Posey's Tips & Tricks
How Microsoft 365 'Safe Documents' Works
Because sometimes (a lot of the time), Protected View isn't enough to guard against potentially malicious Office documents.
I will never forget a memo I received back in the late 1990s. At the time, I was working as an author for a tech journal. The company I worked for sent out a memo warning us to be careful about opening Office documents that had not been created in-house. It explained that malware authors had begun creating Office documents that included malicious macros. At the time, Office applications such as Word and Excel executed macros automatically, so just opening a malicious document could result in your system being harmed.
Since then, Microsoft has taken a number of steps to protect Office users against potentially malicious documents. Initially, Microsoft made it so that Office document macros did not automatically execute. Later, it incorporated the Protected View feature that is still in use today. Protected View causes an Office document to be treated as Read Only unless the user specifically enables editing of the document. This helps insulate the user against any malicious code that might be embedded in the document. You can see what Protected View looks like in Figure 1.
Although Protected View has its place, it isn't perfect. Consider, for example, that the screen capture shown above was taken from a document that I authored on my own computer and saved to my own network. Needless to say, I didn't include anything malicious in the document.
I mention this as a way of pointing out that Protected View makes no distinction between a malicious document and a safe document, or between a document that you created yourself and a document that you downloaded from a dubious source on the Internet. It treats every document the same.
While there is nothing wrong with allowing Protected View to act as a generic protective mechanism, users become conditioned to simply click the Enable Editing button as soon as they open a document, thereby completely bypassing the protection provided by Protected View. In fact, I try to be diligent about keeping my network secure, but there has been more than one occasion in which I have accidentally clicked the Enable Editing button, just because I am in the habit of having to click that button whenever I open one of my own documents.
Thankfully, Microsoft has recently implemented a new type of document safety, which it has aptly named Safe Documents. Safe Documents uses Microsoft Defender Advanced Threat Protection to scan documents that are open in Protected View. The idea is that rather than simply displaying a generic warning message like the one shown in Figure 1, Office is now able to identify specific threats and can warn users if it finds that a document is indeed malicious.

• What you need to do: According to the article on Microsoft 365 Safe Documents, what does Safe Documents use to scan documents that are open in Protected View?

• Point annotation dataset rows:
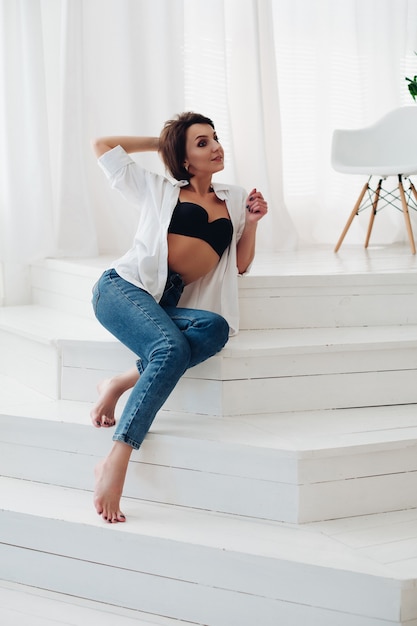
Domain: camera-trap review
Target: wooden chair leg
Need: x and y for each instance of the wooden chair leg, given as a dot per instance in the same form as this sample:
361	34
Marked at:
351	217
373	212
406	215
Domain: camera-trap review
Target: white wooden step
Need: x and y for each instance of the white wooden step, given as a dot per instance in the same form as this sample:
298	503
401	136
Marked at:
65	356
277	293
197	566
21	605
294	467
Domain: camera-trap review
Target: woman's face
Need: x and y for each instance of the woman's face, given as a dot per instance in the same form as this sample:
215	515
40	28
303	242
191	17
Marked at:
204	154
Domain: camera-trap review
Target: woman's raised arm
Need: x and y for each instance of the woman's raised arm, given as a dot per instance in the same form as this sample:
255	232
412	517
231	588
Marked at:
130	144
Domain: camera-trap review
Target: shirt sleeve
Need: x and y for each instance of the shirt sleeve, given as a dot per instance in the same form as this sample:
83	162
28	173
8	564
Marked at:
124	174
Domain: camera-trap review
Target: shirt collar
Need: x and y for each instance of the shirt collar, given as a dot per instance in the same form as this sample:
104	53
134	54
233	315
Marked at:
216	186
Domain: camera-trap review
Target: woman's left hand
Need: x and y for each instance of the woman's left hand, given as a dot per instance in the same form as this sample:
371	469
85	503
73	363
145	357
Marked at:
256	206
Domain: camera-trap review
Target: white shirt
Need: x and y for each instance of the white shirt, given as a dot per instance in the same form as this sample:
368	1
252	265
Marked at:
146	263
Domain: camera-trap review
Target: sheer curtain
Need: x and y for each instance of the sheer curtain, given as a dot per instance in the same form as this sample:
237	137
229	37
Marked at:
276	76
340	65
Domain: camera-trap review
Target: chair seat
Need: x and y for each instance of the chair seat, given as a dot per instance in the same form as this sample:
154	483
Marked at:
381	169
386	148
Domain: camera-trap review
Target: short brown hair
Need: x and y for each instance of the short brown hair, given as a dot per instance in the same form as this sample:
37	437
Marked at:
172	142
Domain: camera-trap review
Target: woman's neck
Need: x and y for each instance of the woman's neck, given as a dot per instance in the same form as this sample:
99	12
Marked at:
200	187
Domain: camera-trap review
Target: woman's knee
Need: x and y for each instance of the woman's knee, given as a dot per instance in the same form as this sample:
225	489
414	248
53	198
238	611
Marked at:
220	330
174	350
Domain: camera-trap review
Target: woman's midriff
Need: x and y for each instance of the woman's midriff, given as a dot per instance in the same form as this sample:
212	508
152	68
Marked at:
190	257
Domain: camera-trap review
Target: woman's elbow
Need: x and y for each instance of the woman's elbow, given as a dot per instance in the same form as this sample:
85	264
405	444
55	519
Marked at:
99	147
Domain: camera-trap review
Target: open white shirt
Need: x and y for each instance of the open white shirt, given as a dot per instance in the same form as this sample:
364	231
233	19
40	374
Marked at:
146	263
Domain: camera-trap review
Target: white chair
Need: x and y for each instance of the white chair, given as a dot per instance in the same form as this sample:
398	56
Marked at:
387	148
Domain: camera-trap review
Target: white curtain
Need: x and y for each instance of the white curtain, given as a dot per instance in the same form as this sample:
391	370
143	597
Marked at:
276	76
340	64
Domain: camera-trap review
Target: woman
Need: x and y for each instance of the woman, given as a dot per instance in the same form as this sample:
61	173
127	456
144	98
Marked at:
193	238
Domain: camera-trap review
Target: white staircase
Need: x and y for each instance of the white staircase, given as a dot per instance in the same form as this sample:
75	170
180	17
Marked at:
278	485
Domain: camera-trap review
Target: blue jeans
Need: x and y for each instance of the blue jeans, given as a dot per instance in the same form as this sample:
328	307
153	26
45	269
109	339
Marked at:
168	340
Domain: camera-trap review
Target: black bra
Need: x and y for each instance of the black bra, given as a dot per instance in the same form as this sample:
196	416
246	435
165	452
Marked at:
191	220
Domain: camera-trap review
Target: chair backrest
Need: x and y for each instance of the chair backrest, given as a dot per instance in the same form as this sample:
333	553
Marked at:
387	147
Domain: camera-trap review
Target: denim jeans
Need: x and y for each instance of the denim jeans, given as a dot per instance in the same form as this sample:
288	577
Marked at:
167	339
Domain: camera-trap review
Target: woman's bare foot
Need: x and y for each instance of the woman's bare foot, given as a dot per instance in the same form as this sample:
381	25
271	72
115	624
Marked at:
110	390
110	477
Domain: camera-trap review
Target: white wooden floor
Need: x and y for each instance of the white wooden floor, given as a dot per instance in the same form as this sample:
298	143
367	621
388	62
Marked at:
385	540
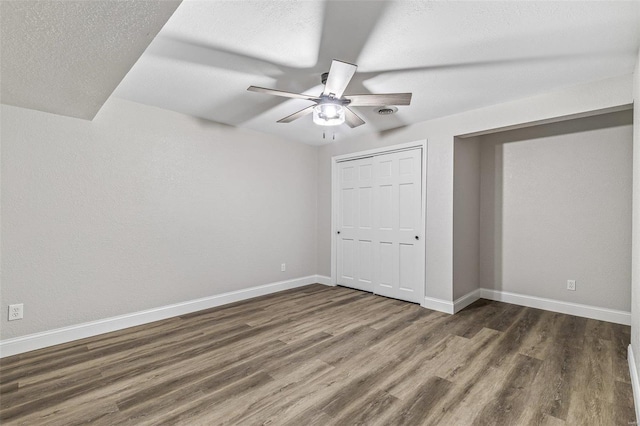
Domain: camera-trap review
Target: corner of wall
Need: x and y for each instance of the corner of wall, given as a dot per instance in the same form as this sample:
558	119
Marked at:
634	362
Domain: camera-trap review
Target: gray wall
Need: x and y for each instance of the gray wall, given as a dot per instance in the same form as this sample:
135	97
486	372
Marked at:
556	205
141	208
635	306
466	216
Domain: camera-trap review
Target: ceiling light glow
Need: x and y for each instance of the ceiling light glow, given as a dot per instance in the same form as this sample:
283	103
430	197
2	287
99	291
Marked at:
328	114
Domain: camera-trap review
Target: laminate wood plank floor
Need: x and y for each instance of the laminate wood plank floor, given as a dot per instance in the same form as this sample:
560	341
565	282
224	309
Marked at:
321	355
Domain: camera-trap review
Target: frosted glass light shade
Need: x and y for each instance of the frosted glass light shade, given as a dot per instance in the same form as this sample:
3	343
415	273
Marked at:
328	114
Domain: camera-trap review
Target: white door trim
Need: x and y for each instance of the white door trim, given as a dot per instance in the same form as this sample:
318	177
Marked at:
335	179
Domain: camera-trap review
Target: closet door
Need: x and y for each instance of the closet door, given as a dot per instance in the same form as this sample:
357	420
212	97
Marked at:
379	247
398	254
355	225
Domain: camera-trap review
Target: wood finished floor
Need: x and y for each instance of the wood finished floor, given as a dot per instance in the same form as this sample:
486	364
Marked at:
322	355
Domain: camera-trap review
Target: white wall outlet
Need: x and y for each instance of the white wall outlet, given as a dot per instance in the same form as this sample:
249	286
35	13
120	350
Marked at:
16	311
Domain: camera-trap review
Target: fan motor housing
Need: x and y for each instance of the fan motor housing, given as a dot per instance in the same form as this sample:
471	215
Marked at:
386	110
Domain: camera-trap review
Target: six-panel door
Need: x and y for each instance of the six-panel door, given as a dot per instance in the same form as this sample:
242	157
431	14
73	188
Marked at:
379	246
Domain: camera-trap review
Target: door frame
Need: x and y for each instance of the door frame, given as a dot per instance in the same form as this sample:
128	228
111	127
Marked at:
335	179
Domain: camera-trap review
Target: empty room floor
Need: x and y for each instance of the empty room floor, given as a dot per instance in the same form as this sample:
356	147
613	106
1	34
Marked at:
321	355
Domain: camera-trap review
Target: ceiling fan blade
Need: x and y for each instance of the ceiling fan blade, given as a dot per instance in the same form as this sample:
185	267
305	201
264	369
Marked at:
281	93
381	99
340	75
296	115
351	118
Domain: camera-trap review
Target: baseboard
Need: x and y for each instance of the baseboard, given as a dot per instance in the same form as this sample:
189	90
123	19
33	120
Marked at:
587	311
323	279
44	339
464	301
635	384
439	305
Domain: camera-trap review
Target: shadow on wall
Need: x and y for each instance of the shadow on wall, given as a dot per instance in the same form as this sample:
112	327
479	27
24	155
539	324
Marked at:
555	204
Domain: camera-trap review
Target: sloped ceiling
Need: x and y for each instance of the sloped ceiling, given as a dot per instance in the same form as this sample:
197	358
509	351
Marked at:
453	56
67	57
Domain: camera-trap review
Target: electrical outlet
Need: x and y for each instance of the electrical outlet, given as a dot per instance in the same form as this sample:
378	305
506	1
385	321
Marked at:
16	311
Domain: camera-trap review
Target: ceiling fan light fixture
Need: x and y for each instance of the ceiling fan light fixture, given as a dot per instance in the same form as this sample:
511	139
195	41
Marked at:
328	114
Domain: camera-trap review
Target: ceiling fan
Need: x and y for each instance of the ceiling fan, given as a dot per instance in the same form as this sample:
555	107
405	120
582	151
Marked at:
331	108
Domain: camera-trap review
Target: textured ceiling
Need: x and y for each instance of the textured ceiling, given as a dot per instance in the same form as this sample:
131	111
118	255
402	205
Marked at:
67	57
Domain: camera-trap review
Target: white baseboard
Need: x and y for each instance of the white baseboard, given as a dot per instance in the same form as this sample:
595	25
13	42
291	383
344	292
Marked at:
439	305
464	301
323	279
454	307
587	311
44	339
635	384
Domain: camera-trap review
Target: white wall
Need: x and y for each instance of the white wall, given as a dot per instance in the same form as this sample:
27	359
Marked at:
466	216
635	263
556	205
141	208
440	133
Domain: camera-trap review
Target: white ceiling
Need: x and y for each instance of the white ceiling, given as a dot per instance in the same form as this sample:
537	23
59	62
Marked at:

• Reply to the exercise: Microsoft Defender Advanced Threat Protection.